» **Excerpt to read**
Story and Photographs by Lauren Lipscomb
A Studio Session and Interview with Meghan Purcell
I was first introduced to Meghan Purcell, half of the wife-husband duo that makes up Purcell Trading, and her artistry through her participation in a collaborative photo shoot with a mutual friend. She had brought several of her felted wool hangings to have photographed during the shoot together. Having been exposed to fiber art in the past, I was astonished by the uniquely striking nature of her designs. They are multi-dimensional and complex with layers of wool and mountainous landscapes tracing across the surfaces. In contrast, the organic elements of the wool and neutral tones produce a calming and grounding response. Stunning would not sufficiently compliment the depth of her art.
Over the following several months I became more familiar with her work and tone, observing it grow and strengthen. I found myself being drawn to the values she prioritized not only within her craft but those which are sewn into the foundation of her life. Her emphasis on utilizing sustainable and locally sourced materials reveals a depth in which she creates from, her work a token of love and gratitude to her community and environment. The words found across her site perfectly encompass this intention:
"To the revival of honest and simple."
It is more than just a piece of Purcell Trading's mission statement, it is a life motto found in the corners of her home and studio where the walls are lined with items that carry a story all their own. It is equally prevalent in the ways in which she has been drawn to this work, a journey that can be found within our interview below.
Let’s start at the beginning: Describe your journey to becoming Purcell Trading and the birth of your wool hangings.

» **Short exercise 1**
Report each line of the records below that contains the word "ridge".

» **Exercise inputs**
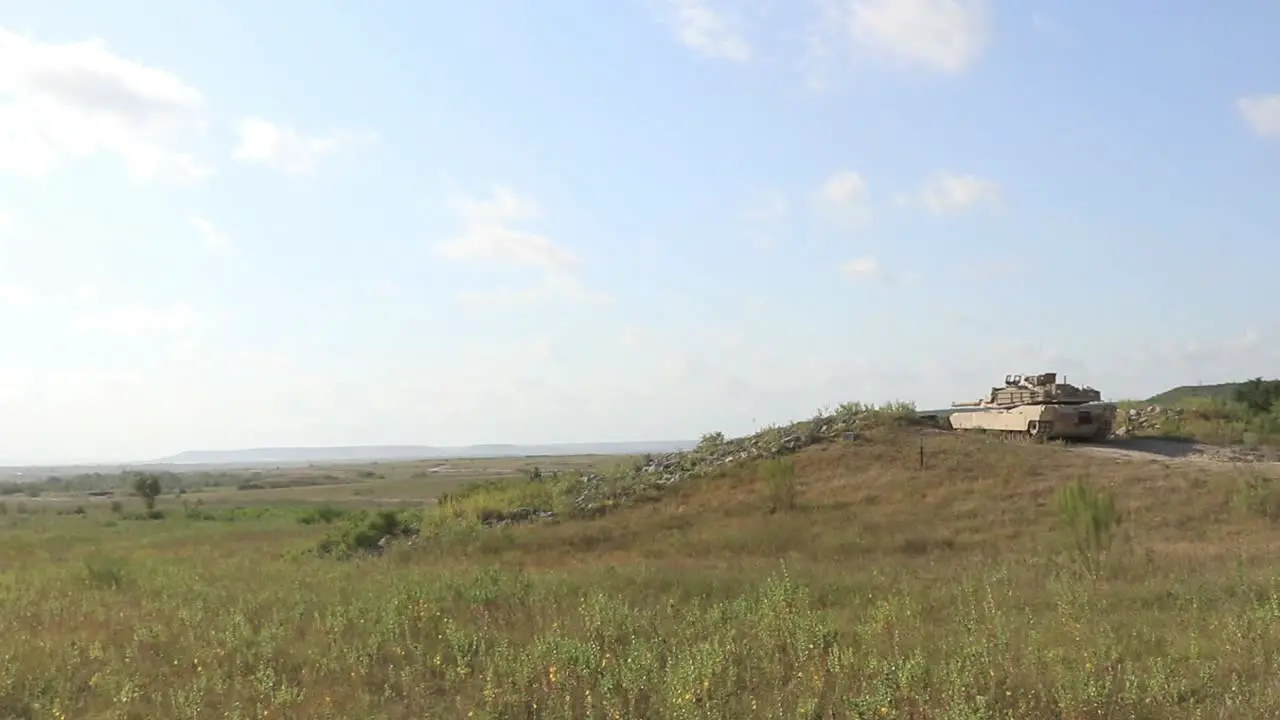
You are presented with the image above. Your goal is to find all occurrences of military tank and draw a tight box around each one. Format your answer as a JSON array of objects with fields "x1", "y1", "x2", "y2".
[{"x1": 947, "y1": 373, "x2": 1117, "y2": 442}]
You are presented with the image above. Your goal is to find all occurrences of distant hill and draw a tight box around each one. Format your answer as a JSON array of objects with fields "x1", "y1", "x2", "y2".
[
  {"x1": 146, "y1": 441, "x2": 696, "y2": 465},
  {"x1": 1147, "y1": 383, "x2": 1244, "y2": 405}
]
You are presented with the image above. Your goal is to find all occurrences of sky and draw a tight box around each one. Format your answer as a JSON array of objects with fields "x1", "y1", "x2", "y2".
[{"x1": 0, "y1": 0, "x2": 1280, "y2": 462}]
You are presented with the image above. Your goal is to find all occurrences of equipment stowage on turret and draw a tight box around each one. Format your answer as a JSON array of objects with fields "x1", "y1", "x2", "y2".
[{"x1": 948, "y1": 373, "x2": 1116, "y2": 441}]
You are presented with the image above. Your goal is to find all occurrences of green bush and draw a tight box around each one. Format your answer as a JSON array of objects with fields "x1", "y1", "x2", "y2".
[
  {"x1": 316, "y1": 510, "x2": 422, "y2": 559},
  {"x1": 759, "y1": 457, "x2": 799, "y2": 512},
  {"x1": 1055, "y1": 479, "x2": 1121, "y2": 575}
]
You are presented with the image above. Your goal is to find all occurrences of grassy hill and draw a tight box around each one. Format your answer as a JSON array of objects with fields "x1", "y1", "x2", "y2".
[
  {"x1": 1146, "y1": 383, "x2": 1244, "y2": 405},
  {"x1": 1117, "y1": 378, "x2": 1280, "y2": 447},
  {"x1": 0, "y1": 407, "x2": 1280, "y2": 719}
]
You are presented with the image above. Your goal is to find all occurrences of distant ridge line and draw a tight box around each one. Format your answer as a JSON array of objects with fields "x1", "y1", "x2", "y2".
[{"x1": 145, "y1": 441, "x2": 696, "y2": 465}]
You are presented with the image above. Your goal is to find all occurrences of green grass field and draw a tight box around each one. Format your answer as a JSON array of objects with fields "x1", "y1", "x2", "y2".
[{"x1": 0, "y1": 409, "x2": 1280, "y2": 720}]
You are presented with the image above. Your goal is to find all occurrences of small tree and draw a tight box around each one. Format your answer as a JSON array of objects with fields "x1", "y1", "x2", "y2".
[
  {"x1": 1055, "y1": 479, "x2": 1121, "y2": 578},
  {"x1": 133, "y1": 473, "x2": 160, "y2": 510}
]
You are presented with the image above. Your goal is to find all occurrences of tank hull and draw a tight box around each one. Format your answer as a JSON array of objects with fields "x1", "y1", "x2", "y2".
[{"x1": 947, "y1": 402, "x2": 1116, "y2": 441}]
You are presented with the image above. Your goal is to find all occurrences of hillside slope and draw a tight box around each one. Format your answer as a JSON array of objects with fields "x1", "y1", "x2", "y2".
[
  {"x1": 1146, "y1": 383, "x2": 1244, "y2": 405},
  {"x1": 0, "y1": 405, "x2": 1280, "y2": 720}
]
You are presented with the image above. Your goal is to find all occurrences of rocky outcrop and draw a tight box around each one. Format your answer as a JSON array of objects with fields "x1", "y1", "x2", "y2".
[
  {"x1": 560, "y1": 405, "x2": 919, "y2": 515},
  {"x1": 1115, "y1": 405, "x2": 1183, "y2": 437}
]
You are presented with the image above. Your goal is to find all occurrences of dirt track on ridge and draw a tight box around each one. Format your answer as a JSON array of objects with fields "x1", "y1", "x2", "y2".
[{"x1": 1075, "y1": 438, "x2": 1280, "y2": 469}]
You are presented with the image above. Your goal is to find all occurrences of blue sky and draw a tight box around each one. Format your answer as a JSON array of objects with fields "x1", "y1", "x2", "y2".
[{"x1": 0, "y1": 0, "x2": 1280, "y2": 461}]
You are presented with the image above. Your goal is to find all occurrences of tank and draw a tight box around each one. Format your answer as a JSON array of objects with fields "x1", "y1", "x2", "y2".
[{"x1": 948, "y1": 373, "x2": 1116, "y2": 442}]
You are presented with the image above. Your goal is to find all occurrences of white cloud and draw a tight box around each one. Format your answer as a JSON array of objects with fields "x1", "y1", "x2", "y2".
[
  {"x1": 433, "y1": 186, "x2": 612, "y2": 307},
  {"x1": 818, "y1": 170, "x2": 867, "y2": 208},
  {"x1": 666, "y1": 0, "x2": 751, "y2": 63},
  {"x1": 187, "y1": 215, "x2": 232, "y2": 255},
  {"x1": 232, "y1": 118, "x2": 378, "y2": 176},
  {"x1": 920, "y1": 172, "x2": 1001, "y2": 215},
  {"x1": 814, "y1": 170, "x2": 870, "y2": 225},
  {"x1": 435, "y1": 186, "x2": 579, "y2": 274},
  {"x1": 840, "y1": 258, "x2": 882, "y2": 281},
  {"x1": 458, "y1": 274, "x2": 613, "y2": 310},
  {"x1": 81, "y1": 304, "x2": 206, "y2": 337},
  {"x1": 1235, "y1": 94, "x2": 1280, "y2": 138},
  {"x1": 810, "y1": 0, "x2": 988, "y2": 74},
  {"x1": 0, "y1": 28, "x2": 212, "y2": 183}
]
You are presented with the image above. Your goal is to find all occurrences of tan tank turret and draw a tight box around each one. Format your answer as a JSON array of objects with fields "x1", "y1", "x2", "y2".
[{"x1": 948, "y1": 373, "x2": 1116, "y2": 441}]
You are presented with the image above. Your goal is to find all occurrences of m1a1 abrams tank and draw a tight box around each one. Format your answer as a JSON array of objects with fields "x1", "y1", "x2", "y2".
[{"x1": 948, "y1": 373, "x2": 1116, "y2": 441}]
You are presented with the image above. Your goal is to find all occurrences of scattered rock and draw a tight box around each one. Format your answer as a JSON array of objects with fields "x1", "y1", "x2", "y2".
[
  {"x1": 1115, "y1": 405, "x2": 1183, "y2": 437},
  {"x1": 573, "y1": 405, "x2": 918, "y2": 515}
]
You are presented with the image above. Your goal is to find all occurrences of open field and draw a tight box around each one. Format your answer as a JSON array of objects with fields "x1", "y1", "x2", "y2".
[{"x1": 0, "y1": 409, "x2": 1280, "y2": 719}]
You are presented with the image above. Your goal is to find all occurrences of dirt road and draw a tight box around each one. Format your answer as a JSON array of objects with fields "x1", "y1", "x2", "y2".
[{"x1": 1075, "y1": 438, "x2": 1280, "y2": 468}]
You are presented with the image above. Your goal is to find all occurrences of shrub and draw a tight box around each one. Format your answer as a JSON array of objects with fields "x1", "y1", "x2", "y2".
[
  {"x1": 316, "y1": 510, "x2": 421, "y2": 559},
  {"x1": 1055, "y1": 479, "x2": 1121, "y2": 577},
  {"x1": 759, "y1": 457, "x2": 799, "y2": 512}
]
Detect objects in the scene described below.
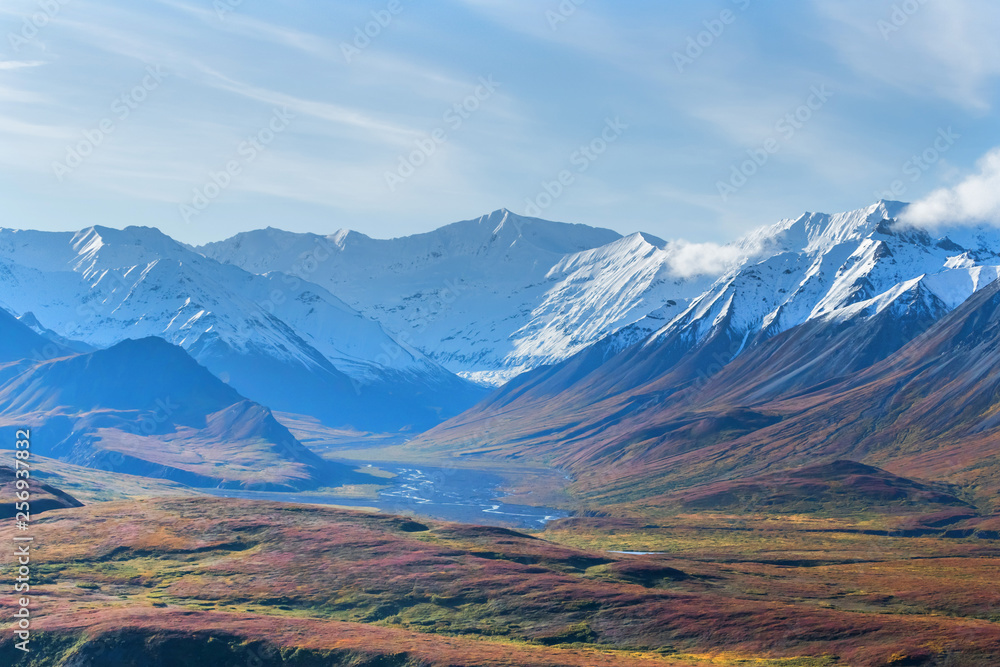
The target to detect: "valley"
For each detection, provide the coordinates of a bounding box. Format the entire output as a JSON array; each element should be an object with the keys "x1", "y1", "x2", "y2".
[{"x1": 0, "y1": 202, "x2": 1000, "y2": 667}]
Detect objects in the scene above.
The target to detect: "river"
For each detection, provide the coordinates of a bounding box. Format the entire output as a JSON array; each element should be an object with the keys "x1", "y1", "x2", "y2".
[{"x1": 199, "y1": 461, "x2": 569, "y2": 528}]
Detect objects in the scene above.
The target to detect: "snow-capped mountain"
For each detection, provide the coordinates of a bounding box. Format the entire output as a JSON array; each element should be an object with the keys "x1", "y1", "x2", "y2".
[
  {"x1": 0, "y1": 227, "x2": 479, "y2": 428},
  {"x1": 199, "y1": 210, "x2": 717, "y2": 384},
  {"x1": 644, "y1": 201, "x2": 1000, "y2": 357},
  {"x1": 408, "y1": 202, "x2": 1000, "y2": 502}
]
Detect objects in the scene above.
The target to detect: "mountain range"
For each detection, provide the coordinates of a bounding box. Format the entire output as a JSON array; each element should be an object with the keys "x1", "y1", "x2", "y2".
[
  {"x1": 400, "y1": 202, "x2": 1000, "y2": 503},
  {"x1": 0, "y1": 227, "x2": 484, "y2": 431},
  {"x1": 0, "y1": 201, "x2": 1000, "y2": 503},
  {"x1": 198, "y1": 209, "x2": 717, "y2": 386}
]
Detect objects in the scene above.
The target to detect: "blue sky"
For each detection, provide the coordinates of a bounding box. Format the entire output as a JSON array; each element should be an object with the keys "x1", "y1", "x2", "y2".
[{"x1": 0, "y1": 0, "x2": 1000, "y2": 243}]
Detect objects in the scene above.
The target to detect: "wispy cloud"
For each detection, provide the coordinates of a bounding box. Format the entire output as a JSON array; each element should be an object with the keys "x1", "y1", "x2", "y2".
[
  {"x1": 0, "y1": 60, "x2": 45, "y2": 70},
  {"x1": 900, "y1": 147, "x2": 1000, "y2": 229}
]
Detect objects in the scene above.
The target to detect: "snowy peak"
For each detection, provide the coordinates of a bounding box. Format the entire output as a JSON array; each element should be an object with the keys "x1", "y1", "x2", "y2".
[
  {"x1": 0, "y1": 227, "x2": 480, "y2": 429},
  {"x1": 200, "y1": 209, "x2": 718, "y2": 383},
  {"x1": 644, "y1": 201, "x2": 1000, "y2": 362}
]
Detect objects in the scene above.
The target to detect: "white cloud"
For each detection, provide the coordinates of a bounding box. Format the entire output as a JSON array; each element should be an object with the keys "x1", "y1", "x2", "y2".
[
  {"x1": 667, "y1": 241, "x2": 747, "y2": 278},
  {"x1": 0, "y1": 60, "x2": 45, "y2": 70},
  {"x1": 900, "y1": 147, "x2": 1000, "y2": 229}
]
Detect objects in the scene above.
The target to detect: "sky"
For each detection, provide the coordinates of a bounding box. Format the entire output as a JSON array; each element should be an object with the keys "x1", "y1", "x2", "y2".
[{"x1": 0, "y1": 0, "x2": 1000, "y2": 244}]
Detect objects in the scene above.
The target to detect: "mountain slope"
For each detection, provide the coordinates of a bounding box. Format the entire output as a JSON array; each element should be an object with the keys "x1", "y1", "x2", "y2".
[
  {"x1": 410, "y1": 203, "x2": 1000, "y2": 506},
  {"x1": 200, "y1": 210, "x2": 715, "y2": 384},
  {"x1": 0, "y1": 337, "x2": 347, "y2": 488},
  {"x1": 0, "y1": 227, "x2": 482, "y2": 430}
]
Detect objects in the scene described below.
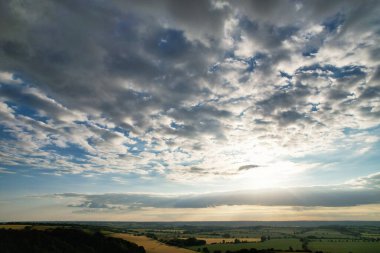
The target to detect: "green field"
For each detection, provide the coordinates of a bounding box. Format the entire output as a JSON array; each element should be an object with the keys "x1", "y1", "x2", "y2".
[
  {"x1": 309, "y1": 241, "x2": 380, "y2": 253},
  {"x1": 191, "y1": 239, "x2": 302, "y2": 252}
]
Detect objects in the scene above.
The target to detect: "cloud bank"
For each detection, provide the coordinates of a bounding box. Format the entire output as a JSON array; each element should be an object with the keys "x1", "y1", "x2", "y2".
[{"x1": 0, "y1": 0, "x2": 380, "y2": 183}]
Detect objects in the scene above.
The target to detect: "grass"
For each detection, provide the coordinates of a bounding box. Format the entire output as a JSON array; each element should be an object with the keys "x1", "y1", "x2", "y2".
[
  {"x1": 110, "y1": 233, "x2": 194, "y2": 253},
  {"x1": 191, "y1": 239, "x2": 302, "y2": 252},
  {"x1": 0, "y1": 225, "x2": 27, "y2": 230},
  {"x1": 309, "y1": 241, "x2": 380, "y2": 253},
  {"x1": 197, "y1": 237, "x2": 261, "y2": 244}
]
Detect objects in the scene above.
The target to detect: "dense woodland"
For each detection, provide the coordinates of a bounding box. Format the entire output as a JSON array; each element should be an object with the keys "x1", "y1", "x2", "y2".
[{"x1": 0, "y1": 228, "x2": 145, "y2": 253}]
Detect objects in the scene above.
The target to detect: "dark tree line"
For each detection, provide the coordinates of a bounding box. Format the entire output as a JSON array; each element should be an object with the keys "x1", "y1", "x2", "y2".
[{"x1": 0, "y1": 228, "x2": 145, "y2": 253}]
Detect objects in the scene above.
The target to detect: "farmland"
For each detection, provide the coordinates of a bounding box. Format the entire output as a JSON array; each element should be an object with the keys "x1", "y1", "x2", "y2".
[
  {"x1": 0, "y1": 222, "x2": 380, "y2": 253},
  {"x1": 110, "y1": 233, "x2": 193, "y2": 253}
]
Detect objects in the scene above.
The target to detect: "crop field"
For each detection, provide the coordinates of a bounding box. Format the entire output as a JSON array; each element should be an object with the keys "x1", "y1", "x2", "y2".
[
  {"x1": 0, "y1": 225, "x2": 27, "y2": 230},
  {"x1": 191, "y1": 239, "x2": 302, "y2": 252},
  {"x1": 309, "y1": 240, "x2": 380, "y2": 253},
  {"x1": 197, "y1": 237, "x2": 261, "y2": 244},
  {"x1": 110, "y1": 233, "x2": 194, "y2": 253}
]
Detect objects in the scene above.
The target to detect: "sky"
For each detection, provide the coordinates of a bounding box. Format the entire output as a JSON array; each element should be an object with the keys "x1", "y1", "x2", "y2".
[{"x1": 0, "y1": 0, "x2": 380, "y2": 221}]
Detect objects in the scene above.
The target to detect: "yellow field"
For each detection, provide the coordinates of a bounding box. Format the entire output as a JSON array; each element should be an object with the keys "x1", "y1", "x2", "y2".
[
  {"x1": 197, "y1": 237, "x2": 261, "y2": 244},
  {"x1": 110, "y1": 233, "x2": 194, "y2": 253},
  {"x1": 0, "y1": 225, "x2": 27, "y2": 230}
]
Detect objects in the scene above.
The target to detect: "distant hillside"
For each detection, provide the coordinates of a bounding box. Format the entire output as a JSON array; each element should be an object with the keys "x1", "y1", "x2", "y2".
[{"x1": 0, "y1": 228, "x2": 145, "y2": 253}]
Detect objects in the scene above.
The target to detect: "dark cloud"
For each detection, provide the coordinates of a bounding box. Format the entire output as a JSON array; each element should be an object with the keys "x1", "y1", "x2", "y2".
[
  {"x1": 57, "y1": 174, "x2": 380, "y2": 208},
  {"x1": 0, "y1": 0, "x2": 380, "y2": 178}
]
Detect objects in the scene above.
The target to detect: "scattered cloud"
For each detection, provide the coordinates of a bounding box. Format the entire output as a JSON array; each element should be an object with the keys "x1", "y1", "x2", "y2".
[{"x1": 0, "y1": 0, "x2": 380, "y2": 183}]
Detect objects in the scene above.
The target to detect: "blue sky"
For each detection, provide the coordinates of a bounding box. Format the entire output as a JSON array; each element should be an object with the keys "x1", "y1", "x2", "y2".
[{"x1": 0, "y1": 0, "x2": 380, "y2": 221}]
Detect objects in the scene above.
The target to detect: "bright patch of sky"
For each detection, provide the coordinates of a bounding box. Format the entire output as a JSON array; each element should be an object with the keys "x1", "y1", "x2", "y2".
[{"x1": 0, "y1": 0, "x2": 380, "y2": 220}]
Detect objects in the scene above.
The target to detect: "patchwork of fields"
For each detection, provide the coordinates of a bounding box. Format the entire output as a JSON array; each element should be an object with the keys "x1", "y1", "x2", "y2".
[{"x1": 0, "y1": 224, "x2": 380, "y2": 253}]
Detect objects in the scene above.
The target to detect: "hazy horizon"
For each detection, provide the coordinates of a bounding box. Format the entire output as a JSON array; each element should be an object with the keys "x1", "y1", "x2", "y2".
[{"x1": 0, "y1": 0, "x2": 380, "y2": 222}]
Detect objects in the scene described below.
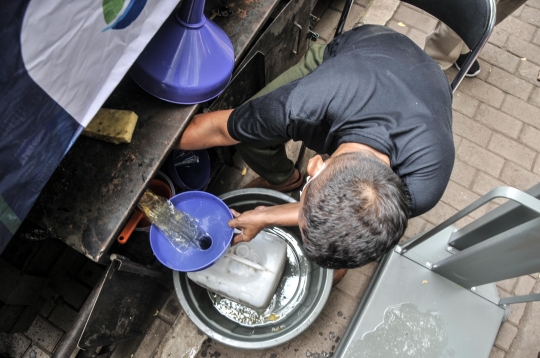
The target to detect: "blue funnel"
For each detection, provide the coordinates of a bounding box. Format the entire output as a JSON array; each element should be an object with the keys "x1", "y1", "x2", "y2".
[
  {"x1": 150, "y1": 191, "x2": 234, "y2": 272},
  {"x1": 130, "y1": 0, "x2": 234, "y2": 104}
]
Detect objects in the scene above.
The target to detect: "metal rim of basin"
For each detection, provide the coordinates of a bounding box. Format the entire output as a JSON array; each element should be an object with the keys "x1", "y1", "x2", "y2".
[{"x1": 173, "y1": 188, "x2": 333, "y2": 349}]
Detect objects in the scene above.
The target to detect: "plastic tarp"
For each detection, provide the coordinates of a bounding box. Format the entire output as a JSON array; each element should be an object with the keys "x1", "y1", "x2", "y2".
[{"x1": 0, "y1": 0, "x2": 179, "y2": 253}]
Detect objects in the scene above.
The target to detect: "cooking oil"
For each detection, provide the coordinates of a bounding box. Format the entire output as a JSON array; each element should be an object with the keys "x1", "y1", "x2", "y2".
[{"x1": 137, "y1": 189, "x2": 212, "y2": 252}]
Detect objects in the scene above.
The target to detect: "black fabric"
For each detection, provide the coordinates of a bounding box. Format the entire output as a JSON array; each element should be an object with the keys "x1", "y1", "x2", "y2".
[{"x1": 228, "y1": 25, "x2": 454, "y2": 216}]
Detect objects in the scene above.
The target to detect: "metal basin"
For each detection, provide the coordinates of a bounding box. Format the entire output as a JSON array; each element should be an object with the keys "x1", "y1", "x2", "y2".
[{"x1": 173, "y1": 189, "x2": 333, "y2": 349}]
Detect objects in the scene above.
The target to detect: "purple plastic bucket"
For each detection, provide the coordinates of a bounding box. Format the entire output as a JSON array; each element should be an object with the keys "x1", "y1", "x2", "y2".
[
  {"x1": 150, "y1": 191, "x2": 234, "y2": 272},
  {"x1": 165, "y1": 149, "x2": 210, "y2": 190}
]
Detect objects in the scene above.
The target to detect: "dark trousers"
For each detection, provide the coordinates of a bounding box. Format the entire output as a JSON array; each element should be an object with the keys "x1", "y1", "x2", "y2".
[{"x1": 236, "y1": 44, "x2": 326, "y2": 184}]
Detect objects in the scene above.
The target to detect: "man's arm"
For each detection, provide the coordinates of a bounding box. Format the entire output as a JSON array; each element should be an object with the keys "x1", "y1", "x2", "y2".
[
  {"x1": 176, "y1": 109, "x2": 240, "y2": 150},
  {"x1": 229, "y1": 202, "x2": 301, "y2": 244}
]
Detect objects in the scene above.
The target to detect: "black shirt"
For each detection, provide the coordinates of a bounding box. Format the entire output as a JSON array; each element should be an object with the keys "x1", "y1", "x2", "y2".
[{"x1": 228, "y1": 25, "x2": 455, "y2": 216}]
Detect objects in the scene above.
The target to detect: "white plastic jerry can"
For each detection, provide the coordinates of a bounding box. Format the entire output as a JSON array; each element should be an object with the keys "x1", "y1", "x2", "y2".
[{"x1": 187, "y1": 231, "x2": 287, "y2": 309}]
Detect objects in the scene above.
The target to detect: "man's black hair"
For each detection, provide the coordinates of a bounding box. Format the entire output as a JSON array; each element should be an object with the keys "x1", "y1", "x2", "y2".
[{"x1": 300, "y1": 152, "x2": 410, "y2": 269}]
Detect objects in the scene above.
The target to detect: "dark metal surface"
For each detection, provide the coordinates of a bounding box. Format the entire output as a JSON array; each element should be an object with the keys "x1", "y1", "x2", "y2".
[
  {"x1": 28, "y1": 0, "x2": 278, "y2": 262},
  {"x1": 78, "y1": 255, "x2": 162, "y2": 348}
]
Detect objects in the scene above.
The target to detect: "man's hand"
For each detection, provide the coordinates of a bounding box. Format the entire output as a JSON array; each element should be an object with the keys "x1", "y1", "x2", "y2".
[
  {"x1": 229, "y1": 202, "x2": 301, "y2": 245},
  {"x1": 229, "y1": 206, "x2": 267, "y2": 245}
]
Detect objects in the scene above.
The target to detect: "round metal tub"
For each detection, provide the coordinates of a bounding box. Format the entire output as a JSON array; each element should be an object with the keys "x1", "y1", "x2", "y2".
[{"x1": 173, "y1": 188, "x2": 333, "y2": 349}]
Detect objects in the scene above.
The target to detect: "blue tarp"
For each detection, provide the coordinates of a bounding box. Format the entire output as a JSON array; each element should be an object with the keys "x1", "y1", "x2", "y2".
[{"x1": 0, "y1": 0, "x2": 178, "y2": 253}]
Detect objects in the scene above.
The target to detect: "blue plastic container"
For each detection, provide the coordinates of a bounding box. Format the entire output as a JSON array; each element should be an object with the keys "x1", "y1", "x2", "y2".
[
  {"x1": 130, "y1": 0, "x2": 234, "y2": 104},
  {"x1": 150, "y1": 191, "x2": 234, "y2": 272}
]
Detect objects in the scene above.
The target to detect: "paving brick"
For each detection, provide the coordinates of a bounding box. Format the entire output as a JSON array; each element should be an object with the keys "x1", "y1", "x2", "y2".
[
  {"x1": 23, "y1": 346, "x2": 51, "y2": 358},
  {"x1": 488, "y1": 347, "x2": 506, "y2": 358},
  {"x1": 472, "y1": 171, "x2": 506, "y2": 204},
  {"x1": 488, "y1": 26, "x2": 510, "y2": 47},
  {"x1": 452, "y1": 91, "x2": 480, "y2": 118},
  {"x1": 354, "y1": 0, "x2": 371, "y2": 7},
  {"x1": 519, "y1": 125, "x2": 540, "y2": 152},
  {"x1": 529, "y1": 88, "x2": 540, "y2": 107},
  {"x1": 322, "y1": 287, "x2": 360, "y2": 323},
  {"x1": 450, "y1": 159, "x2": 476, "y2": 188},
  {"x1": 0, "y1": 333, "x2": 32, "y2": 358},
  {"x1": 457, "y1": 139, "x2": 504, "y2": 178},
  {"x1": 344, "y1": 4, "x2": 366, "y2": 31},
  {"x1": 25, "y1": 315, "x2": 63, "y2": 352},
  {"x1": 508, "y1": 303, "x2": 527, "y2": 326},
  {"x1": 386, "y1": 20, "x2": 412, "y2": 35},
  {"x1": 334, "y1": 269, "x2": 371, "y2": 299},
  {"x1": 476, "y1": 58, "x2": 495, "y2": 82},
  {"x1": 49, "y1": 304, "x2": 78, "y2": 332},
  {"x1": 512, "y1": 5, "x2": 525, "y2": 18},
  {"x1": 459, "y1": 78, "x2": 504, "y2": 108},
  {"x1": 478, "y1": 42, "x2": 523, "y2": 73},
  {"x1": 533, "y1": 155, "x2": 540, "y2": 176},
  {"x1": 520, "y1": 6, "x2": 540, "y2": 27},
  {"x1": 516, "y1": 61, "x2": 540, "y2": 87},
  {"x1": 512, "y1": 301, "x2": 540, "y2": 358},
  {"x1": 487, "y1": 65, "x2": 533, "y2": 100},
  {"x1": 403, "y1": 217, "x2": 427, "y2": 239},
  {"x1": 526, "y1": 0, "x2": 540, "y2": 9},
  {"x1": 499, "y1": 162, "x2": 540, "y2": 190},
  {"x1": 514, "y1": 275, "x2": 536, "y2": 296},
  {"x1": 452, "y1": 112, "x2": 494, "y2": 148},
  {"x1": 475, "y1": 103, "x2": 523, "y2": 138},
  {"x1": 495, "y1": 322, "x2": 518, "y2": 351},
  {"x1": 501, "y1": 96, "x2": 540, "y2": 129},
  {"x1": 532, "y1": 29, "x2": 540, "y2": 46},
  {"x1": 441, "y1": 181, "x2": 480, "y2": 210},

» **Short exercise 2**
Rewrite the passage of the Meghan Purcell profile that opens with "It is more than" and closes with "our interview below.", replacing "life motto" with "guiding principle".

» **Task response 1**
You are presented with the image above. Your goal is to find all occurrences of distant ridge line and draw a tight box around each one. Format your answer as a JSON array of objects with fields "x1", "y1", "x2", "y2".
You are presented with the image above. Your goal is to find all occurrences of dirt track on ridge and draw a tight box around each one. Format your answer as a JSON array of objects with fields "x1", "y1", "x2", "y2".

» **Task response 2**
It is more than just a piece of Purcell Trading's mission statement, it is a guiding principle found in the corners of her home and studio where the walls are lined with items that carry a story all their own. It is equally prevalent in the ways in which she has been drawn to this work, a journey that can be found within our interview below.